On the other hand, smaller companies who are less affected by online, for them, they may not need to change as rapidly because their business is not affected in the same way, not disrupted to the same degree. You have to look at the company in the context of its industry, competitors, and market and what the people in the market, the customers, expect and want.
Blaine: Amazon’s a great example with their not quite recent announcement that they’re moving into the home insurance business which caused the insurance company stock to all go down about 10 percent on average. We think of them as an e-commerce store but they’re really a fundamental platform that owns consumers from which they can build many different types of services. So, truly forcing digital transformation industry after industry: groceries, insurance, and who knows what’s next.
That actually brings up a good question, then. Do you see, in your experience, companies are being more proactive these days around their digital transformation or are they being forced to be there by the disruptors like Amazon and others?
Michael: I think a lot of companies are waking up to the reality that if they don’t change, they will lose market share. There are competitors that will arise. I think that that’s happening more and more.
Digital transformation is interesting for another reason as well in relation to this. About three years ago, the hype was all around the term digital transformation. That’s all we heard three or four years ago. Now, you don’t hear that term anymore too much, not nearly as much. You hear about AI and digital transformation seems sort of old and boring and not very sexy. But the reality is, if you look at where companies are spending enormous amounts of money and enormous amounts of time, it is in changing their operations because they recognize they have, ultimately, no choice. It would be irresponsible to ignore the need to change, to adapt.

================

• [What to work on]
1. Please summarize the interview on digital transformation in two sentences.
2. Pick up the interview on digital transformation after its last sentence and carry it forward.

================

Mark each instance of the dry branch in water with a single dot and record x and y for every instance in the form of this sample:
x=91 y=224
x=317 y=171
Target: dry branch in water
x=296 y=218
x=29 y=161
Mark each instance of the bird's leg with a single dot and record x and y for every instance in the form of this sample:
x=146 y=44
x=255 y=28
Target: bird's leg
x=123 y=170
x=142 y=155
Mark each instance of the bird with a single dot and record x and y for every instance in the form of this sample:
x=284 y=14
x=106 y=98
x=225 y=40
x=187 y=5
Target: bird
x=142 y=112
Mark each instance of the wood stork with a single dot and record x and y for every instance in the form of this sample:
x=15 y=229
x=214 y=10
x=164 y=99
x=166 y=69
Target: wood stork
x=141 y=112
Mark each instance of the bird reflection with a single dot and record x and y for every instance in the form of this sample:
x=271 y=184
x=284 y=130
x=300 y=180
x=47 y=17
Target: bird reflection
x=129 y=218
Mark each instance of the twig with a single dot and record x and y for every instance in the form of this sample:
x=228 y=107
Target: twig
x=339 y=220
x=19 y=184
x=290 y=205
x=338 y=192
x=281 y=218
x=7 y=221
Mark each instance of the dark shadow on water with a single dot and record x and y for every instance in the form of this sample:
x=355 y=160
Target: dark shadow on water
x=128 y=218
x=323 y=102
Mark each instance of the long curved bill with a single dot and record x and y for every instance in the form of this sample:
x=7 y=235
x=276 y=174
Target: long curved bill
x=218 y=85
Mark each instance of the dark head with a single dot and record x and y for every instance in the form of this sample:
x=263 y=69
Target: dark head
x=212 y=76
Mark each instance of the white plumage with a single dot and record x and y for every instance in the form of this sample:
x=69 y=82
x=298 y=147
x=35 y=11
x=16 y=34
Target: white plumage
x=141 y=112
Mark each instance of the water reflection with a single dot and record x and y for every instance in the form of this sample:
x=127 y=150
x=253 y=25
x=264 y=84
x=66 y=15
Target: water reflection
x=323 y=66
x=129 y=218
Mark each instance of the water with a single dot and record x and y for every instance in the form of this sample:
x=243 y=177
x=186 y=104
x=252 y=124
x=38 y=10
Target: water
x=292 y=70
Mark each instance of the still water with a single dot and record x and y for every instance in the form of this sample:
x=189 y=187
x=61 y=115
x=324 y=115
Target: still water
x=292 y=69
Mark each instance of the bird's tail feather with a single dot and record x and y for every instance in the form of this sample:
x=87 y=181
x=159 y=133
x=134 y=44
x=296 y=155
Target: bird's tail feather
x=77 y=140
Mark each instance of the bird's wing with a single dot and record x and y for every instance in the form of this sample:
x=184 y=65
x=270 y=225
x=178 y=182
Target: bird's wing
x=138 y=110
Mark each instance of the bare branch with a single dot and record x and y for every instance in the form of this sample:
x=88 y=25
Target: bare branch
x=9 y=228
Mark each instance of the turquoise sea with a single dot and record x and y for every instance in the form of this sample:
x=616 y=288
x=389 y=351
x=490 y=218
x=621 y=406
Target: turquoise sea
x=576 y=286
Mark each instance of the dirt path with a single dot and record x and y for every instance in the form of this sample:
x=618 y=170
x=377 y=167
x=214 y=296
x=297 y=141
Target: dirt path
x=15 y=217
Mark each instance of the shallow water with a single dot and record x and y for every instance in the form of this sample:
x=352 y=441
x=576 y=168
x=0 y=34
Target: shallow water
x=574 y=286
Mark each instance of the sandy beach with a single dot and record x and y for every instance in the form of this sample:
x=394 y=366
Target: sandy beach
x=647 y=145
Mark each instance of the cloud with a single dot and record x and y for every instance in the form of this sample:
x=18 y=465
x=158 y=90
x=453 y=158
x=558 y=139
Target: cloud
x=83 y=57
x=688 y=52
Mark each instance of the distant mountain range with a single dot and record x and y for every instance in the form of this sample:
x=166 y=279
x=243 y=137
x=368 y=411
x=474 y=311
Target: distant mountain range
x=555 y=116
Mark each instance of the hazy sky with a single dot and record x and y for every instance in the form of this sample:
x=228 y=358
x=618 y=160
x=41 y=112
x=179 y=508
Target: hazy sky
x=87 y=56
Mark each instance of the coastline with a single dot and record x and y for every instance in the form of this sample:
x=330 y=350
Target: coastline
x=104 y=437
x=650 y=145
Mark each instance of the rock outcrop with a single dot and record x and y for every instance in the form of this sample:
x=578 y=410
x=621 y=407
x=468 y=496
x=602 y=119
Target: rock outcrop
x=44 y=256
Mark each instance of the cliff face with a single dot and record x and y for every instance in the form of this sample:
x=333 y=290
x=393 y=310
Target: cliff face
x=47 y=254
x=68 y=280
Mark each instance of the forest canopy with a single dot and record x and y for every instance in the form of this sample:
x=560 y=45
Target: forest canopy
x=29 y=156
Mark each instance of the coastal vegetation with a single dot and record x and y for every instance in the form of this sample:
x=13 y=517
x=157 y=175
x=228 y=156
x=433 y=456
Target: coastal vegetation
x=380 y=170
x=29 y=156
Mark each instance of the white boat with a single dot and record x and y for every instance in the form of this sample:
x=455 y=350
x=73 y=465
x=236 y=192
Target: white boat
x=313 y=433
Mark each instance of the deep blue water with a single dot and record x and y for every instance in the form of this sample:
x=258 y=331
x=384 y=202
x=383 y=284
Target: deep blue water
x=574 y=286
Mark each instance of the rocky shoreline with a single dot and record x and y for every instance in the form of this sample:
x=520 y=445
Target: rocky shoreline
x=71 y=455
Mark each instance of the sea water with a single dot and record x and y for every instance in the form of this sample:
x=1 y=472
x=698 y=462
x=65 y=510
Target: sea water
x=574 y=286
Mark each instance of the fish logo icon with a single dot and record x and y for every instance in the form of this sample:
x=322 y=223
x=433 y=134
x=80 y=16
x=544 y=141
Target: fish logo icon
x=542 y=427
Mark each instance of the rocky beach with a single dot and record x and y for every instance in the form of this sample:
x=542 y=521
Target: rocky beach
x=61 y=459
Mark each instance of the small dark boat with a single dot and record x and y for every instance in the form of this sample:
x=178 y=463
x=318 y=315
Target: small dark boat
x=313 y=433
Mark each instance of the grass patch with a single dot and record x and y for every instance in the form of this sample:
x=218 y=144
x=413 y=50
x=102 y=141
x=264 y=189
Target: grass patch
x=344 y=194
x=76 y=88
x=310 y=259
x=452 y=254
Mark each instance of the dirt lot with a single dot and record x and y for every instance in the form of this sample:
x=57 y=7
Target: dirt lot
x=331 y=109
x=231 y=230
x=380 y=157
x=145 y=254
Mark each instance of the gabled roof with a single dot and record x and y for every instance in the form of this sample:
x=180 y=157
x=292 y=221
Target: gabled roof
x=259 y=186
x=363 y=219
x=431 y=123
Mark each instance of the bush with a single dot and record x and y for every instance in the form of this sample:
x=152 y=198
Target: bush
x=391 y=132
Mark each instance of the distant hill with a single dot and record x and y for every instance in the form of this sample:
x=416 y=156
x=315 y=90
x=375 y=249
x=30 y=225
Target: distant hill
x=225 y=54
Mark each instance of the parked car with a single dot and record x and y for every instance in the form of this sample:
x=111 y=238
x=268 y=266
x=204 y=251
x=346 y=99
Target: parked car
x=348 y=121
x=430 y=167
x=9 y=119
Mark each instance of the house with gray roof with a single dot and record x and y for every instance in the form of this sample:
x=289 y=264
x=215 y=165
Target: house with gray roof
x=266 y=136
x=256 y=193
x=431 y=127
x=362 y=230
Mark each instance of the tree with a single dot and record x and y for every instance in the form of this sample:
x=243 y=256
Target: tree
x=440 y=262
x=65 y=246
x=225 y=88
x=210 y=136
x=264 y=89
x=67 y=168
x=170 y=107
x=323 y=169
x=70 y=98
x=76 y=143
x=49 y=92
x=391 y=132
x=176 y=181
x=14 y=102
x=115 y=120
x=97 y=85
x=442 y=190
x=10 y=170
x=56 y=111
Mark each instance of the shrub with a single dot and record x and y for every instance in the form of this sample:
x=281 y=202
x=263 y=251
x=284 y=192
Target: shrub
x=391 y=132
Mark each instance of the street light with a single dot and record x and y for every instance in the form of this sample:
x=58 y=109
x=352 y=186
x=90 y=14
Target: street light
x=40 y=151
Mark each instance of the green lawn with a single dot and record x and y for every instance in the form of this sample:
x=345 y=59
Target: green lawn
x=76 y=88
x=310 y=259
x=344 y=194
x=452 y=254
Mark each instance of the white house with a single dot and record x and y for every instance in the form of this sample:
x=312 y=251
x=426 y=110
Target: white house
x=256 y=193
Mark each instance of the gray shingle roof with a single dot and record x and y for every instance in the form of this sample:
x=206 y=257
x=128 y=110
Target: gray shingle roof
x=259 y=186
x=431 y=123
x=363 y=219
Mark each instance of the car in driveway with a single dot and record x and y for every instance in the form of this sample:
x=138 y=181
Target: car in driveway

================

• [Written responses]
1. The interview says a company must be viewed in the context of its industry and market, so smaller firms less disrupted by online business may not need to change as rapidly, while Amazon's move into home insurance shows a platform forcing digital transformation industry after industry. Asked whether companies are proactive or forced by disruptors, Michael says many are realizing they will lose market share if they don't change, and that although the term "digital transformation" has lost its hype to AI, companies still spend enormous money and time changing their operations because they have no choice.

2.
Digital transformation has become a very large industry, so to speak. Even though, it’s not as sexy as it once was. I think the recognition is there that we have to adapt, and if we don’t, we will see an exodus of our customers going to other companies, to competitors, that have made that change.
Blaine: That’s really interesting. I like to think of one of the key elements of digital transformation as being related to the notion of becoming a real time business. You talked about the consumerization of I.T. and people expecting great experiences.
I look at why and how Uber has disrupted the taxi industry by turning the taxi industry into a true, real-time business where they know the location and state of every participant in that ecosystem and can create the optimal outcome because of that. What’s your reaction to this notion of becoming a real-time business or real-time enterprise and its relationship to digital transformation? Does that ring for you?
Michael: It does in many circumstances. I think the issue is ultimately one of data. It depends on the type of business. Let’s say something is happening in your business environment. For example, if you are a retailer, something is going on you know in relation to e-commerce and you need to be able to respond to that. Airlines, or even some sophisticated retailers, are engaged in dynamic pricing which means they are looking, or their systems I should say, are looking across what’s being purchased, the price, who’s buying, and asking if they can adjust the price in a on a real time basis. That’s a fairly obvious example of real time.
Another interesting example is let’s take Otis Elevator Company. We all know Otis elevators. By the way, if you’re nice to me, I’ll tell you the real story of the close button on elevators.
Blaine: OK. Let’s hold that. I definitely want to hear that, but keep going.
Michael: Just this past Friday, I had a CXO talk with a Chief Information Officer, a guy named Marcus Galafassi who’s the CIO of Otis Elevator. They are a 12 billion dollar company. Who would have thought? I guess it makes sense because their brand is everywhere. They are something like 150 years old. I don’t remember the exact date. You can imagine that a 150 year old 12 billion dollar company has had to go through a variety of changes since the time of its founding. He was describing to me what digital transformation means for them.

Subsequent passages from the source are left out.